[PROBLEM DETAILS] Show every line from the data below that includes "coniferous".
DATA EXTRACT START
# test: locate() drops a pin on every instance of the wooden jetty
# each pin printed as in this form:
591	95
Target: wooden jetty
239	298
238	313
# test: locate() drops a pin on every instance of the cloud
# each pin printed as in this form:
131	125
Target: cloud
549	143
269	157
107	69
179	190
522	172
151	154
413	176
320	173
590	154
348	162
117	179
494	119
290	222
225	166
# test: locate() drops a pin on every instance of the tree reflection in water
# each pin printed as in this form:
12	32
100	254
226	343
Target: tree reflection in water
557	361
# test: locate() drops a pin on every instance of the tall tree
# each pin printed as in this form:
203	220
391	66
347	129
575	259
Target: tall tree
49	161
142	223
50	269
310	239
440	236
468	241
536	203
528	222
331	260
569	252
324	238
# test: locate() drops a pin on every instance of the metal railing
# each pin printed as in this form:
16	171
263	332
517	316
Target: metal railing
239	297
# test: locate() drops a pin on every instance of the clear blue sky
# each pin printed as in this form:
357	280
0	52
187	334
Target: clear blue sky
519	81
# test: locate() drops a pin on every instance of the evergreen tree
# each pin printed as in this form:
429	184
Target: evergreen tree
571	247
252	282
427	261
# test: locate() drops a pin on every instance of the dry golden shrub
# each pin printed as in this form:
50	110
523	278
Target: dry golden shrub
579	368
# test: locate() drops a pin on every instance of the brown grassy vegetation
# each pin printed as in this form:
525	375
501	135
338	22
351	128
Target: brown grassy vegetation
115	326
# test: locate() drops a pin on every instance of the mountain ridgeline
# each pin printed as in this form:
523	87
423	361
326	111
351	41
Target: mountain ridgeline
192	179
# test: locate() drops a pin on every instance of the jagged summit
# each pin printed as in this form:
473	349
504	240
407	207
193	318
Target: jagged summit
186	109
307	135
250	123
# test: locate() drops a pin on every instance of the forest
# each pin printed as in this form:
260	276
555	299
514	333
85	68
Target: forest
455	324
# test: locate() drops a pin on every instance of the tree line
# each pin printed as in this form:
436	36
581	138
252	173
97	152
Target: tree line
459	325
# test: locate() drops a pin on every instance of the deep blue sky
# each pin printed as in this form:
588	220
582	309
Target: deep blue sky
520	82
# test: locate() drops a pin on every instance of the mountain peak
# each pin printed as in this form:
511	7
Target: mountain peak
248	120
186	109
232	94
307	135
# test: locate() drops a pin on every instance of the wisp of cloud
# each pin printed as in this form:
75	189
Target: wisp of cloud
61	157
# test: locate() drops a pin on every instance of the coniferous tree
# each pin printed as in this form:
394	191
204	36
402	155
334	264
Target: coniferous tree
DATA EXTRACT END
[SOLVED EXERCISE]
# test: locate() drops a pin on every instance of the coniferous tree
Target: coniferous tree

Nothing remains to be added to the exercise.